GOAL: Return exactly the lines from the "the mint leaf" line through the last line of the entries below. Include no pictures.

*** AVAILABLE DATA

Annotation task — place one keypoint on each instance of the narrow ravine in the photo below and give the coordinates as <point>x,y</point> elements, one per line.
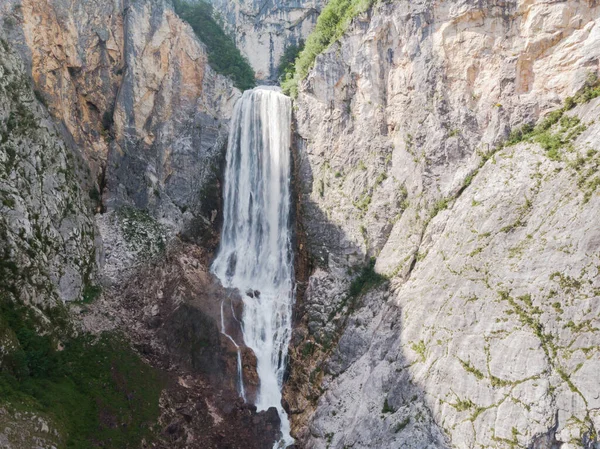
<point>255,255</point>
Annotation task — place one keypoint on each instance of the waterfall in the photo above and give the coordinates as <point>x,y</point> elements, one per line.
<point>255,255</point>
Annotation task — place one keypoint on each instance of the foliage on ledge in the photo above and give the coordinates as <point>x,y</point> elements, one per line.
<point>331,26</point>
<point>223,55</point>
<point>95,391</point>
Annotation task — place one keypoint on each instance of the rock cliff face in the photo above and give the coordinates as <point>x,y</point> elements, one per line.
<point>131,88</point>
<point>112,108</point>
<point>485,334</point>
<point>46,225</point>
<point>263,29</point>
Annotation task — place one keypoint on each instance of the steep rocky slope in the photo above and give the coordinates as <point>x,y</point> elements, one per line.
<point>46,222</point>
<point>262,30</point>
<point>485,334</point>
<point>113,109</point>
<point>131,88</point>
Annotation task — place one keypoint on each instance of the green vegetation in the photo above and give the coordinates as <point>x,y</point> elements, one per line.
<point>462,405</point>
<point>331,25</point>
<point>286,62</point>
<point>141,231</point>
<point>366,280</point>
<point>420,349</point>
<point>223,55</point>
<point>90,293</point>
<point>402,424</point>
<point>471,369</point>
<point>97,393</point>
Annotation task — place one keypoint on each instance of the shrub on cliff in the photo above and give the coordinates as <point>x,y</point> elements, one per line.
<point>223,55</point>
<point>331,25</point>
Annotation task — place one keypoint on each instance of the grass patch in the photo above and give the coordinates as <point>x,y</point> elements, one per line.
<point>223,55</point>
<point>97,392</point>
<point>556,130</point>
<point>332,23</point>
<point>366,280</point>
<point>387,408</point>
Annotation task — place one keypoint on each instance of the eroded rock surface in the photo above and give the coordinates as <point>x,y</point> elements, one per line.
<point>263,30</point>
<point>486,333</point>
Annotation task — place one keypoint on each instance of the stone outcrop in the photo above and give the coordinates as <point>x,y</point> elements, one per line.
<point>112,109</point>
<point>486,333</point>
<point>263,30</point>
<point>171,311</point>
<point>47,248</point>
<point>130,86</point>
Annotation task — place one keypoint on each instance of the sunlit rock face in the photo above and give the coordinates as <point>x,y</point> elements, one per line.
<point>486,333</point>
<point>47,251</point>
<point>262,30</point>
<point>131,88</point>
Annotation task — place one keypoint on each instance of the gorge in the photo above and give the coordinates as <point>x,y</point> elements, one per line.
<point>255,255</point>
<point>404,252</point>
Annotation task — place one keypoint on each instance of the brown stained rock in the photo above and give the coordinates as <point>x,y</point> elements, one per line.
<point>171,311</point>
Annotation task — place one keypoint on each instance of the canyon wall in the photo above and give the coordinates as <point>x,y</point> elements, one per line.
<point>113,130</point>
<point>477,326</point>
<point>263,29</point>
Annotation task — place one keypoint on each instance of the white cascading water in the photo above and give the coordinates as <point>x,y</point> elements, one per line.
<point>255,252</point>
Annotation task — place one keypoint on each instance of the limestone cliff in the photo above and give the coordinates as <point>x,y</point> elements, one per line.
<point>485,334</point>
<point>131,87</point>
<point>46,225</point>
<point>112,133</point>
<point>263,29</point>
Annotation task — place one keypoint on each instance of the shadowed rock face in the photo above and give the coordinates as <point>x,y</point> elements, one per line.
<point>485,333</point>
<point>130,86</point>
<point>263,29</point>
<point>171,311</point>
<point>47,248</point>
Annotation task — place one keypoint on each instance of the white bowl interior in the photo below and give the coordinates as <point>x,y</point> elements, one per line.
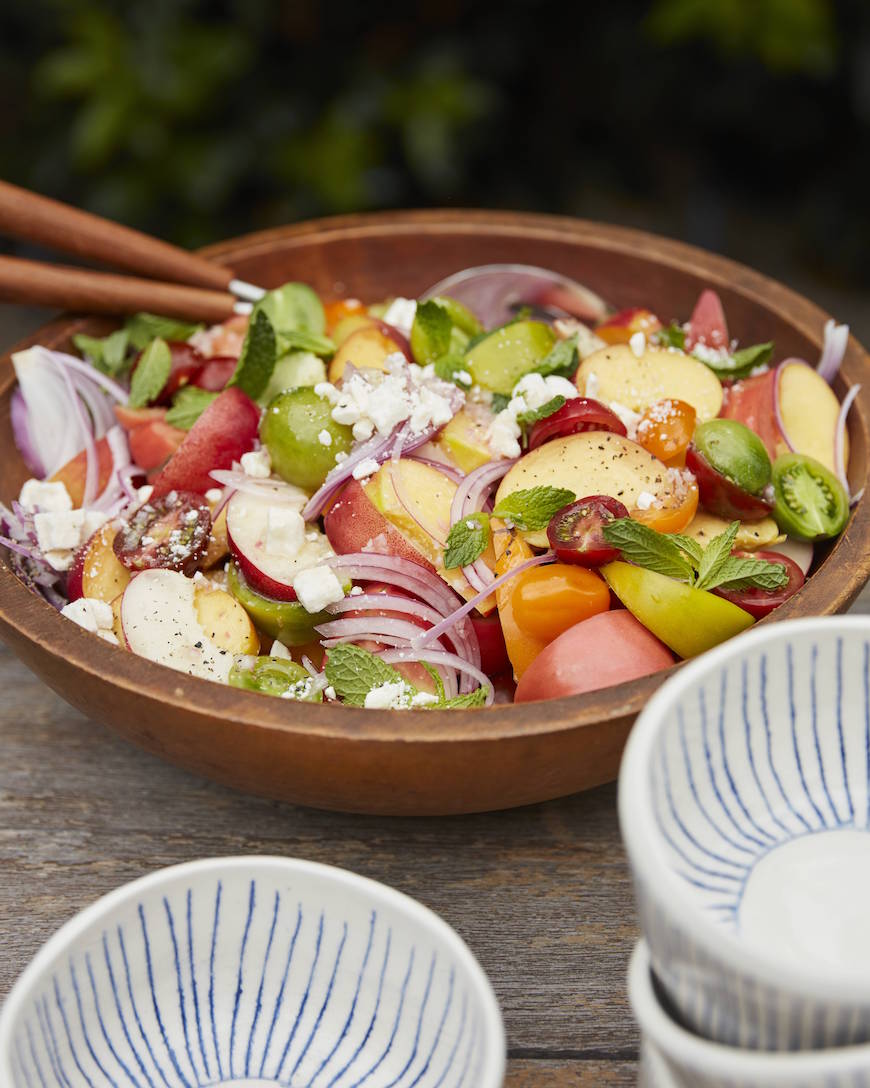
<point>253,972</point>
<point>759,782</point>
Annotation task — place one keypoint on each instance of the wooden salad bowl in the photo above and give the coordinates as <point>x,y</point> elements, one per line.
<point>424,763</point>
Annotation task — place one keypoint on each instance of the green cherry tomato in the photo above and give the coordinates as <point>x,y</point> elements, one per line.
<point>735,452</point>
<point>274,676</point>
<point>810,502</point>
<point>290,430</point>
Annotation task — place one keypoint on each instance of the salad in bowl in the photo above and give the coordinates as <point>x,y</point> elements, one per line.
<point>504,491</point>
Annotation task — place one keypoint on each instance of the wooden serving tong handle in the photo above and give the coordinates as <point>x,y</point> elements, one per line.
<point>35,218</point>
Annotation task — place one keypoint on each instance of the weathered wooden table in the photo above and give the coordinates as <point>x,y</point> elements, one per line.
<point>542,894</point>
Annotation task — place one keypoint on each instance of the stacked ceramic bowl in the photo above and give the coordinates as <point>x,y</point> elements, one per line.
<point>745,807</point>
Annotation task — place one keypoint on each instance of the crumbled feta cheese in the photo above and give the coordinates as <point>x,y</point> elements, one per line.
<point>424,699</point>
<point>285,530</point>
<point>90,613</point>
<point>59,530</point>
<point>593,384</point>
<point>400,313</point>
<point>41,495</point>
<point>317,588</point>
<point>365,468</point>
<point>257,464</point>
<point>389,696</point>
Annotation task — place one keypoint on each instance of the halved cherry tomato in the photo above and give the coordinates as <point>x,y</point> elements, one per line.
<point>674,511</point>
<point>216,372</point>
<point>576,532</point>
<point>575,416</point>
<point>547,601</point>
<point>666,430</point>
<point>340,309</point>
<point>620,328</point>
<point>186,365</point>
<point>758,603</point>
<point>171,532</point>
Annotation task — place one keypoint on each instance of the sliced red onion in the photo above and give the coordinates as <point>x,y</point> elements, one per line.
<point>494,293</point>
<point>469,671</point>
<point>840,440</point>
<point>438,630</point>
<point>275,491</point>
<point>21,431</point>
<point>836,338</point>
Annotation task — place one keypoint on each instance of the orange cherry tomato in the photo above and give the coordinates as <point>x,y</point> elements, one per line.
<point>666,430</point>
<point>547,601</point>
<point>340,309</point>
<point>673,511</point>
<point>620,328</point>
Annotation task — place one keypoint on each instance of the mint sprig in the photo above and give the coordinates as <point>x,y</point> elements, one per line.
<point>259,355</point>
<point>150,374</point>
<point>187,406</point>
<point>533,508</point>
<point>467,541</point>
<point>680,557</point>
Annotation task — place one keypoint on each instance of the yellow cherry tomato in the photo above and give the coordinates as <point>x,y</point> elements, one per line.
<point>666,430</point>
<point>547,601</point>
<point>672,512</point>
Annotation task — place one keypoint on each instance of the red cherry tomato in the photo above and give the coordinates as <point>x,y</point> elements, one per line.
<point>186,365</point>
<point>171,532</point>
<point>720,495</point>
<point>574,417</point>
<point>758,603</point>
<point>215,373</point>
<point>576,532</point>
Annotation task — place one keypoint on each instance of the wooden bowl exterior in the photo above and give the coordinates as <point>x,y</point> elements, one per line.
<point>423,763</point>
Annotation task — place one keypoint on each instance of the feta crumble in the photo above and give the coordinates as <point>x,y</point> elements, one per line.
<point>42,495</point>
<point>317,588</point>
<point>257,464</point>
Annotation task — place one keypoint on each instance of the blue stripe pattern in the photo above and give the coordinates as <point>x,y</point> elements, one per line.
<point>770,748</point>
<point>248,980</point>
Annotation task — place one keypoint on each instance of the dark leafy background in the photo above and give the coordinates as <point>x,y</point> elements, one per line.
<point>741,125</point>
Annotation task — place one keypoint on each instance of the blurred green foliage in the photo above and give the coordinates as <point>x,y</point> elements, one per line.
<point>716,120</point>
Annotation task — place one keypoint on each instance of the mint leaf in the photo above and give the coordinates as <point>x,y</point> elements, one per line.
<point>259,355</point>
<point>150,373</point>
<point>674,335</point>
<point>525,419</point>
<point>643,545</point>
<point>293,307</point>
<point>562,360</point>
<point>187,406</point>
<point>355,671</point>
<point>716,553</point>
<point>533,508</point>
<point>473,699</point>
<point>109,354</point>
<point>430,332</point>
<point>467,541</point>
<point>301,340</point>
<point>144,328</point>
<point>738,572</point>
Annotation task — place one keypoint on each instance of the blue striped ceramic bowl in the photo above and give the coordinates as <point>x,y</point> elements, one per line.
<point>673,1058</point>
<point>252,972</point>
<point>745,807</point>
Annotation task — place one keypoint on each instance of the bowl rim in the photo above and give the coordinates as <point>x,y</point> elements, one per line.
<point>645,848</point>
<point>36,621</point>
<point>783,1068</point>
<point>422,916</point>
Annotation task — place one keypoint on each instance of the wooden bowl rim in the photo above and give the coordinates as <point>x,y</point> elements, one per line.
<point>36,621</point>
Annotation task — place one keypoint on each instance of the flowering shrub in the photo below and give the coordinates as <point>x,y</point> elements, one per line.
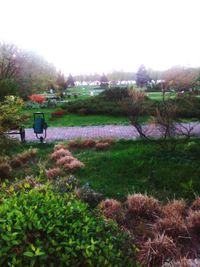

******

OUTPUT BELOW:
Annotation task — place one keypoint on each instance of the mint leaf in the photo above and give the coordinates as <point>x,y</point> elements, one per line.
<point>259,355</point>
<point>150,373</point>
<point>674,335</point>
<point>525,419</point>
<point>643,545</point>
<point>293,307</point>
<point>562,360</point>
<point>187,406</point>
<point>355,671</point>
<point>716,553</point>
<point>533,508</point>
<point>473,699</point>
<point>109,354</point>
<point>430,332</point>
<point>467,541</point>
<point>301,340</point>
<point>144,328</point>
<point>738,572</point>
Annotation task — place one keypoint on each instance of the blue striped ceramic bowl in the photo above and give the coordinates as <point>x,y</point> elements, one per line.
<point>673,1058</point>
<point>252,972</point>
<point>745,807</point>
Annotation task — place one keypoint on each instance of the bowl rim in the photo above and give the coordinates as <point>x,y</point> elements, one per line.
<point>645,848</point>
<point>36,621</point>
<point>783,1068</point>
<point>422,916</point>
Annotation task — place one keypoint on each instance of the wooden bowl rim in the photo above and give the coordinates as <point>x,y</point> elements, one per line.
<point>36,621</point>
Annotation task — place one keypoint on each instance of the flowering shrub in the photo below and give the coordinates as <point>x,y</point> elements, one per line.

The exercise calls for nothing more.